*Activity*.
Reproduce exactly the lines below from the one containing "positive clicks: (115, 219) (2, 388)" through the one containing "positive clicks: (125, 45)", including both, and nothing else.

*Extracted information*.
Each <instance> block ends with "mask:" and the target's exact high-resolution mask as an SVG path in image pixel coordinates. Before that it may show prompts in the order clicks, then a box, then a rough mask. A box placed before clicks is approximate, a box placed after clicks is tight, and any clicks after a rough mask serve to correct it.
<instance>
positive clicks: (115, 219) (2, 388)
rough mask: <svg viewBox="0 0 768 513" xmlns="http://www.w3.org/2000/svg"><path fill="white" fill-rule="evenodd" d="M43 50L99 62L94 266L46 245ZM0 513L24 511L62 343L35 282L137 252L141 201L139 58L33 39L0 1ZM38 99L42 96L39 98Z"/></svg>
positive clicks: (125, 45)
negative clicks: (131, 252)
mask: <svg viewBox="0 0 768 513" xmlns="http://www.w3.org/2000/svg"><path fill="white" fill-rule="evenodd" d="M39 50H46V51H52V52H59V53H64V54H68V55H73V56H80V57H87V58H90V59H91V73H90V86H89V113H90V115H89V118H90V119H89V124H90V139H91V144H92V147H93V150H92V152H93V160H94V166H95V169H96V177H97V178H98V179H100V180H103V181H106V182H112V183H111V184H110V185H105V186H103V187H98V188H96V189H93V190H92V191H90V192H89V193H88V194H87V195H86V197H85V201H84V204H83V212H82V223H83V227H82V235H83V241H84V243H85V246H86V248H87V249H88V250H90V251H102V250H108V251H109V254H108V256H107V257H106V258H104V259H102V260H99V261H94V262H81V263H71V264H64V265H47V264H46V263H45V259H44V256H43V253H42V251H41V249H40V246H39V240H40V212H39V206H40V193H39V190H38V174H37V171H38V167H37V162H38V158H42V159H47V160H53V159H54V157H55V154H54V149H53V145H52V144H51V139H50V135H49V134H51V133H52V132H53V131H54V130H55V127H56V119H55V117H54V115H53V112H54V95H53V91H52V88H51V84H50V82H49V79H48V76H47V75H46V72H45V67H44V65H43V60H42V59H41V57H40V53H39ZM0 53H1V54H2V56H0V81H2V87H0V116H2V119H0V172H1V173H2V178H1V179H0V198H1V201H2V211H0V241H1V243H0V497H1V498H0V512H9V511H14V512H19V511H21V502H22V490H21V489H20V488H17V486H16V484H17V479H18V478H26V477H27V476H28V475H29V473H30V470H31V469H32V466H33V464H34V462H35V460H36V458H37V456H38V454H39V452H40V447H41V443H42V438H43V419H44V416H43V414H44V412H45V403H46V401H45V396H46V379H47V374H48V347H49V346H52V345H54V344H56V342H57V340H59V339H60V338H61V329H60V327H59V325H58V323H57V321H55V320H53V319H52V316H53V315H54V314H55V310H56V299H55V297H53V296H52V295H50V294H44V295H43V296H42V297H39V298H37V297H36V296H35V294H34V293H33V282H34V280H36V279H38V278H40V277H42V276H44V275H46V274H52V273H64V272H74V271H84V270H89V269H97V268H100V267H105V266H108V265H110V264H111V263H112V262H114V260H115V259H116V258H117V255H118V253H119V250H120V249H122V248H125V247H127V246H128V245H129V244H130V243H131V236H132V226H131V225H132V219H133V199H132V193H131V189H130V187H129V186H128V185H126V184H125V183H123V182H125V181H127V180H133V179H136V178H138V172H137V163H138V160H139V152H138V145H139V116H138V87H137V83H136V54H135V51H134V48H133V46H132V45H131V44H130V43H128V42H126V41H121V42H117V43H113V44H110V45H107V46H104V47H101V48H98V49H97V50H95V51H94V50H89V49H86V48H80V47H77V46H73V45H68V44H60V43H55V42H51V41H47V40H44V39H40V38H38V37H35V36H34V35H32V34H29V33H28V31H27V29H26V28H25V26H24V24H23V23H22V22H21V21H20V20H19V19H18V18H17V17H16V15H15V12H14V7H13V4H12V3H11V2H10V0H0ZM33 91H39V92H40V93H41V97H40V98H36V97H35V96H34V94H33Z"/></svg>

*Answer below*.
positive clicks: (115, 219) (2, 388)
rough mask: <svg viewBox="0 0 768 513" xmlns="http://www.w3.org/2000/svg"><path fill="white" fill-rule="evenodd" d="M43 50L99 62L94 266L46 245ZM0 513L24 511L62 343L35 282L137 252L141 201L139 58L33 39L0 1ZM38 99L42 96L39 98Z"/></svg>
positive clicks: (125, 45)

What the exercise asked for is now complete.